▸ Instructions for the task
Starting at the line that contains "Note to the class: find the street pole", restate each line word for word through the final line of the data, keeping both ends.

======

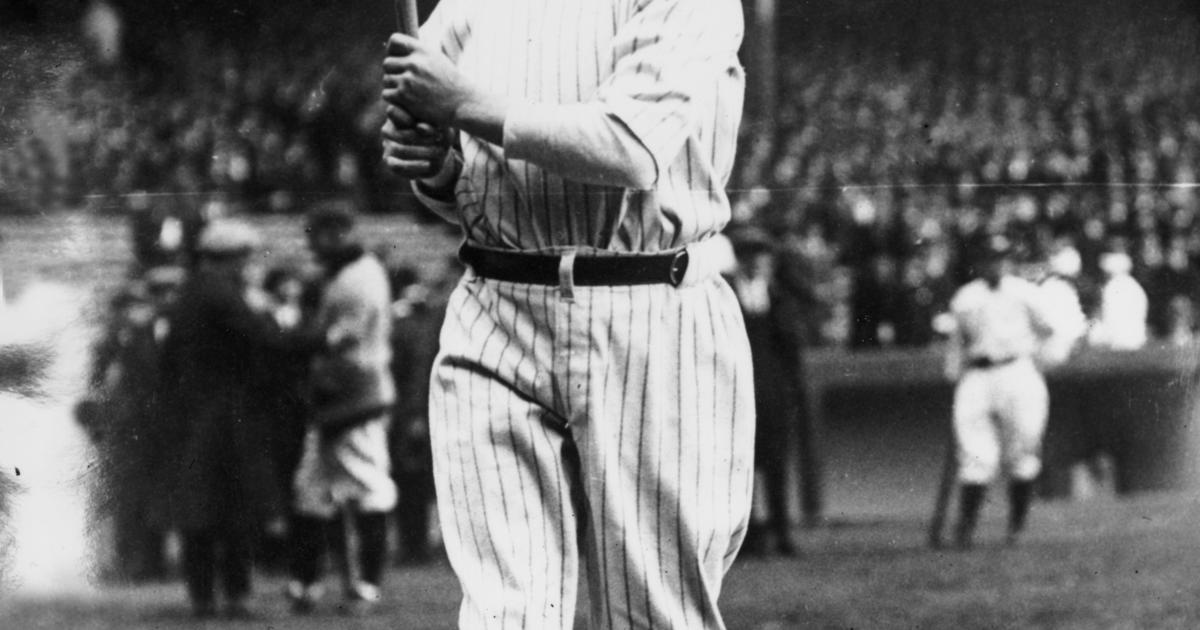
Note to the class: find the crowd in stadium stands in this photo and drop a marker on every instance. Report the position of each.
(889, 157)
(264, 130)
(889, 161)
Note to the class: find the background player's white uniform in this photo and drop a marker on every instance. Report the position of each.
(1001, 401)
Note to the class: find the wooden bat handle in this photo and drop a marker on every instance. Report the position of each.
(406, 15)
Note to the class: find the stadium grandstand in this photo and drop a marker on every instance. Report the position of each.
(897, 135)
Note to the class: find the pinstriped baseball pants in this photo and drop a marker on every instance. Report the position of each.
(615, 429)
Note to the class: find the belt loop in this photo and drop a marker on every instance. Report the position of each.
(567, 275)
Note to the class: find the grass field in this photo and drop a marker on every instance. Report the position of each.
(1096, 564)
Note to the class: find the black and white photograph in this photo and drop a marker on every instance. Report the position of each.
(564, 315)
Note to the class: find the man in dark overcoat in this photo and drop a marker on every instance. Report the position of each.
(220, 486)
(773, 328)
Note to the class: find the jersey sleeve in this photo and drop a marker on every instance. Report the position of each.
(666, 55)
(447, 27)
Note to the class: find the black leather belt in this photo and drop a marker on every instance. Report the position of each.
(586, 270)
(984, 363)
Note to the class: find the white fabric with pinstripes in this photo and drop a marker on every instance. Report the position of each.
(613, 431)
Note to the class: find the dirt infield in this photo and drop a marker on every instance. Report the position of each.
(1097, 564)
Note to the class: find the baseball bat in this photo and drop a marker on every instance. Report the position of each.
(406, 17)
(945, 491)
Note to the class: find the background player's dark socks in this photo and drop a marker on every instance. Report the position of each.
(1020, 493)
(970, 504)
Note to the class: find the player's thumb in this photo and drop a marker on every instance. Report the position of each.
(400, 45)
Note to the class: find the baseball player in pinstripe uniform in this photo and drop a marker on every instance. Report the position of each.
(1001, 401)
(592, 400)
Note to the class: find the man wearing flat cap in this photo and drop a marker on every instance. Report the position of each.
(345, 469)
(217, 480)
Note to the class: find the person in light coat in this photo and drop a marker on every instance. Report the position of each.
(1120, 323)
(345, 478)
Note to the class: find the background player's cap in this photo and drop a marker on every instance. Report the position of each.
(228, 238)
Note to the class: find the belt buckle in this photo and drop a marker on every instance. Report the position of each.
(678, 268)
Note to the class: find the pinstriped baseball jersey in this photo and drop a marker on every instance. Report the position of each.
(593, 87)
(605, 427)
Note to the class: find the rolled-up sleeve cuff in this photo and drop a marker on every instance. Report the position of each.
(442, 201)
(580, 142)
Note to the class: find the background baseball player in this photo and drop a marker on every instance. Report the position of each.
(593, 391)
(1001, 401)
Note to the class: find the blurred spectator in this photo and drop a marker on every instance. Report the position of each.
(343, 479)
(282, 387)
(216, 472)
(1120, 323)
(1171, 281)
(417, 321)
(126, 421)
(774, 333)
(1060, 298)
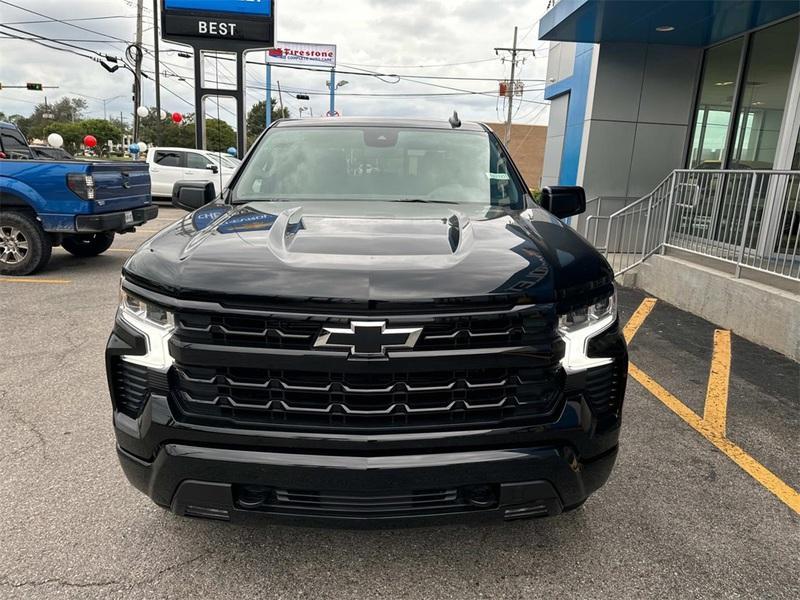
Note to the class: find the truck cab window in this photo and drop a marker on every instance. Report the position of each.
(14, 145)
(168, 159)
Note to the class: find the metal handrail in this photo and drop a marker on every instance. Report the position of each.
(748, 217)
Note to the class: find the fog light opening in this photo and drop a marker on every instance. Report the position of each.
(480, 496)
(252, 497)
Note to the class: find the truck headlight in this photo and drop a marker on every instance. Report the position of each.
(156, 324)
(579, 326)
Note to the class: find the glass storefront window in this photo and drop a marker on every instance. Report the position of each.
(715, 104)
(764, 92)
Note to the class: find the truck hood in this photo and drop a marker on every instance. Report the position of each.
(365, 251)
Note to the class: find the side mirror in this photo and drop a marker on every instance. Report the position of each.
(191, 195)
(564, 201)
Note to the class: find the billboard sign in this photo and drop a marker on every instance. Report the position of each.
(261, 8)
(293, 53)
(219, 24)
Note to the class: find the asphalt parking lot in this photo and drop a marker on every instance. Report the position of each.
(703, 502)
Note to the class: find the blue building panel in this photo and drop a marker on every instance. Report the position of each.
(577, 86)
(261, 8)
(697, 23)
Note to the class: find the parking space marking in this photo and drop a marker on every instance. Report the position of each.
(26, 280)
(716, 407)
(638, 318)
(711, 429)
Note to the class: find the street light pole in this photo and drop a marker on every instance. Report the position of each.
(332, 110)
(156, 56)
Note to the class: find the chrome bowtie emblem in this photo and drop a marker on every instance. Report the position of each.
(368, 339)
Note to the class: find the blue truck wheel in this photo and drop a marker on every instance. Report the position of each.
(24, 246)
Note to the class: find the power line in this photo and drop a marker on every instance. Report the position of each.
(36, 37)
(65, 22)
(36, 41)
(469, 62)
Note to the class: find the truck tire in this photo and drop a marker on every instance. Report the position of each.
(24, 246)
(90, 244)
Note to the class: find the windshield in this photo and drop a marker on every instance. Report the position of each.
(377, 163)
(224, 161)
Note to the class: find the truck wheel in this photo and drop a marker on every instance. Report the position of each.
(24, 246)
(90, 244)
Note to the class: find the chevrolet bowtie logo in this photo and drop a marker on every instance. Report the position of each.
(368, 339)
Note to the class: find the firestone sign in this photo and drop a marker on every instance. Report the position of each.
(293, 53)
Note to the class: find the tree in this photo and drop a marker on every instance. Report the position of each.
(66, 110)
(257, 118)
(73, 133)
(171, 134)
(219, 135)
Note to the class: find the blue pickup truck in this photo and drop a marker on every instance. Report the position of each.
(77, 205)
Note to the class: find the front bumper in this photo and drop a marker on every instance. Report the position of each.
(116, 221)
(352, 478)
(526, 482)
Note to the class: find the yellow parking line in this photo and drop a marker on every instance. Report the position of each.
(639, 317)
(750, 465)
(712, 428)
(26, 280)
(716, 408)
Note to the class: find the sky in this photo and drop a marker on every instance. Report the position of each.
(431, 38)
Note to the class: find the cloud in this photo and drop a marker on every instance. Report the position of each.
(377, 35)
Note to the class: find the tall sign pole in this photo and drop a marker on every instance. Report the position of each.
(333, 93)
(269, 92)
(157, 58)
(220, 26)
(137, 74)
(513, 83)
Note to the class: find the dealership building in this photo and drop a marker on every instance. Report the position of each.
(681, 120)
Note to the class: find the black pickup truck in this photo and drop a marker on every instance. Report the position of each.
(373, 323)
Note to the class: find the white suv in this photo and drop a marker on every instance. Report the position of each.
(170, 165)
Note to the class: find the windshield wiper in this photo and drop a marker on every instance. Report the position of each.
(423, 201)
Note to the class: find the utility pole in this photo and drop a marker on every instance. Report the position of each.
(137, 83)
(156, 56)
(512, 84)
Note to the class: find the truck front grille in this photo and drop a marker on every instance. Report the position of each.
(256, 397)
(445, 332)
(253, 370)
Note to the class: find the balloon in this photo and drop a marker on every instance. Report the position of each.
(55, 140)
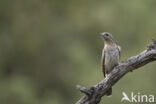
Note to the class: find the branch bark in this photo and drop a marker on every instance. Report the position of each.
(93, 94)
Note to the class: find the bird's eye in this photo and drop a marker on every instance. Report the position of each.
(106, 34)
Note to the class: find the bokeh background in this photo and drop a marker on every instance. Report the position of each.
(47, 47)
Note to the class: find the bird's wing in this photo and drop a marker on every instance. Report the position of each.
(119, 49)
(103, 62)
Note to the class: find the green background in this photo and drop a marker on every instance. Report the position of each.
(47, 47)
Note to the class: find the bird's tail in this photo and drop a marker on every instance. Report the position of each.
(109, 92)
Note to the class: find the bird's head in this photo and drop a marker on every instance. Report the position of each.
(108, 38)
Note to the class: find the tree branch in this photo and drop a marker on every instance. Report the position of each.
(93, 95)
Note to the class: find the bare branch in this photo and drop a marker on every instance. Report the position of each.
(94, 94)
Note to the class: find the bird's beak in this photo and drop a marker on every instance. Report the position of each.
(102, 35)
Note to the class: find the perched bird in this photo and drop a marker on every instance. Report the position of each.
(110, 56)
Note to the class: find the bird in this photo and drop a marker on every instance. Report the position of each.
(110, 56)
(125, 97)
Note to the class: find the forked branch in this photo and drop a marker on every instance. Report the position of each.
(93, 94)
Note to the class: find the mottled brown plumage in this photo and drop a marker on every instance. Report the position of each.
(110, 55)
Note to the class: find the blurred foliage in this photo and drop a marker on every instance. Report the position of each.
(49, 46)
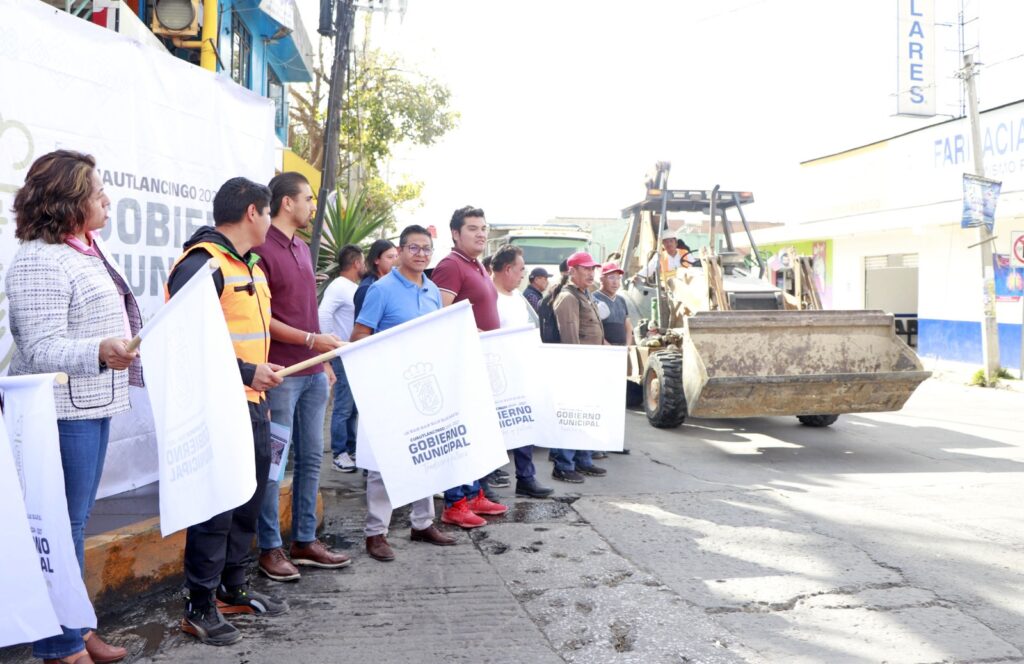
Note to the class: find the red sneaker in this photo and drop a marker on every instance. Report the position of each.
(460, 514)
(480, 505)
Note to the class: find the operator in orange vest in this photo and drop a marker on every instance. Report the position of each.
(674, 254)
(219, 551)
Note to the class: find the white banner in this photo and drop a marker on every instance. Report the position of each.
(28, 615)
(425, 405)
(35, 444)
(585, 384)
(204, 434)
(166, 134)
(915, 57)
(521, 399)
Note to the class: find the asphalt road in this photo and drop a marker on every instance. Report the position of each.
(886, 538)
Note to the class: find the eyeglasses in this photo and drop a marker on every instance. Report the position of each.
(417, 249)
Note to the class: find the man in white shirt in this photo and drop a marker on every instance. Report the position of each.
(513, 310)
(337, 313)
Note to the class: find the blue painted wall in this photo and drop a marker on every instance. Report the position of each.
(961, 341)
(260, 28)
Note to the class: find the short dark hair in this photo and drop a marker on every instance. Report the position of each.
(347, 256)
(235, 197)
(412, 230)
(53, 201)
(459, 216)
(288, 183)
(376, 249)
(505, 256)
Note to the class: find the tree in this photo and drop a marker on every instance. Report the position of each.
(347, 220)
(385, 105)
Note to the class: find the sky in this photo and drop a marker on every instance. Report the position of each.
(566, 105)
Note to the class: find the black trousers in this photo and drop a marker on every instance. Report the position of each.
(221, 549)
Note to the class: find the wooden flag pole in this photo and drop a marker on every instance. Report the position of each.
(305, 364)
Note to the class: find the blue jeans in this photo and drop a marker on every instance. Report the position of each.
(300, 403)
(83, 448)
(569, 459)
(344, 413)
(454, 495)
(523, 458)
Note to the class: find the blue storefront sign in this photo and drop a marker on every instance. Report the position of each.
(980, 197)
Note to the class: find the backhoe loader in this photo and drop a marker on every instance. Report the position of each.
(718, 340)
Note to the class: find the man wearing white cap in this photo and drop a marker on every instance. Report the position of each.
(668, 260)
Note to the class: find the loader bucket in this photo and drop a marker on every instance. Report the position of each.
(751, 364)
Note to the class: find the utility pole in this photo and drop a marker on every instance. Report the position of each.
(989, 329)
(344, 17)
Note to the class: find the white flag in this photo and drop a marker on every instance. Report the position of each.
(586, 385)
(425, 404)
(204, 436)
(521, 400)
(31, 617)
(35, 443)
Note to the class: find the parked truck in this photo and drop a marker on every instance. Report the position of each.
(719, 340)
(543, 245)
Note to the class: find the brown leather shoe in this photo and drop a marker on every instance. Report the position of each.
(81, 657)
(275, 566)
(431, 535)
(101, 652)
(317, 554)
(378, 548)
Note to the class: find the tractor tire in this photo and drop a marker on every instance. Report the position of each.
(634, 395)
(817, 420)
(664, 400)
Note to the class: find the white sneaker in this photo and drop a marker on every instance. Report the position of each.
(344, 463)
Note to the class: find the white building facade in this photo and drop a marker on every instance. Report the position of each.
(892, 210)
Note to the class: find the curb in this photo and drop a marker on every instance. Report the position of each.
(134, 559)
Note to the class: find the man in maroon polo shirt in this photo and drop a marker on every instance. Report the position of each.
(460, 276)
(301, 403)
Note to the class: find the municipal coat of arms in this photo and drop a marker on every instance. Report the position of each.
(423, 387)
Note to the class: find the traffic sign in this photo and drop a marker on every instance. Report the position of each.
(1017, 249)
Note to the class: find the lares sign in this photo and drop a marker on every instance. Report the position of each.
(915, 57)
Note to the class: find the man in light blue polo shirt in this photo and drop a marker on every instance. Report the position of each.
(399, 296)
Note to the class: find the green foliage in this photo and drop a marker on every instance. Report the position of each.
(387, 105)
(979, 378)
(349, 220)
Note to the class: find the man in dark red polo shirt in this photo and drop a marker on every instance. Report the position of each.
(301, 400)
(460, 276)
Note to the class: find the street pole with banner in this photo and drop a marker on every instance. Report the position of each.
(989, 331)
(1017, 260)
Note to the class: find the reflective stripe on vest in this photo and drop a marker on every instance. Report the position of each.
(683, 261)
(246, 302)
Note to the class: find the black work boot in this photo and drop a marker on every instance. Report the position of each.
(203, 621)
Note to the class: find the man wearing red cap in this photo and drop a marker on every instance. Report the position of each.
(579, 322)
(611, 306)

======

▸ Task response
Note to the class: find the street pole with banner in this photo and drop a marker on every instance. Report the position of each.
(989, 331)
(1017, 260)
Note to the class: find the reflective stripe on vest in this photo and drop a marker on every instance. Report the position of each.
(683, 261)
(246, 302)
Note to the class: find the black work boot in this photo and drop a marker on every instance. Report the position of each.
(203, 621)
Note to the class: find the man wearing red cap in this photo and drop a marker on every instance. Report the position of each.
(579, 322)
(611, 306)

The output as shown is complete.